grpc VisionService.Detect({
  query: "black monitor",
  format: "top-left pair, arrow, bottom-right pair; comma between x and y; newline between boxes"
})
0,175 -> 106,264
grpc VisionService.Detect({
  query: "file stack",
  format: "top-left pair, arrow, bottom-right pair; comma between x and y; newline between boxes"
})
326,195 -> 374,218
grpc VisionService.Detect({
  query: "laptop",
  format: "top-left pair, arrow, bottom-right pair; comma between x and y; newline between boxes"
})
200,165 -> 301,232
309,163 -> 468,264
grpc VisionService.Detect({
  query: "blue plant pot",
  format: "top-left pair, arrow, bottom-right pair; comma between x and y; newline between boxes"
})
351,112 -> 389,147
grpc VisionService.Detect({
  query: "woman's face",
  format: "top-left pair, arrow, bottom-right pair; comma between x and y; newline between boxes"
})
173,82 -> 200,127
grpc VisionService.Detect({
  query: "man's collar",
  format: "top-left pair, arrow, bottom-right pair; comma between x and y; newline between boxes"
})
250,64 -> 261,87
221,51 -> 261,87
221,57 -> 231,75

★ ★ ★ ★ ★

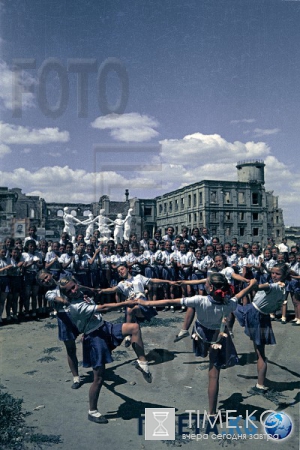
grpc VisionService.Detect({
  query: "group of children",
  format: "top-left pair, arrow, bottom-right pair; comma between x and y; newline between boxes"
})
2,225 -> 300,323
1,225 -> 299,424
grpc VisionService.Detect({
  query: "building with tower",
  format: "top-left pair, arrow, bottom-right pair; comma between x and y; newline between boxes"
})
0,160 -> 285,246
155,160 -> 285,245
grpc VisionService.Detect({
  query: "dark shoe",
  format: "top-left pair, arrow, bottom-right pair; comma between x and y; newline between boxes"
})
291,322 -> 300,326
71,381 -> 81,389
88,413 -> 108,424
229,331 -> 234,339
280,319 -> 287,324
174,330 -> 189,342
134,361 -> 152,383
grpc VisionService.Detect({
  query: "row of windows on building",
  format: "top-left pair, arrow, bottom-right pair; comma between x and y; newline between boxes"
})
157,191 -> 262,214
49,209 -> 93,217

★ ★ ★ ★ ★

Find the word "building" in the entries, then copy out every line that has it.

**RESPONSE TO THE TASK**
  query: "building with tower",
  query: "row of windows on building",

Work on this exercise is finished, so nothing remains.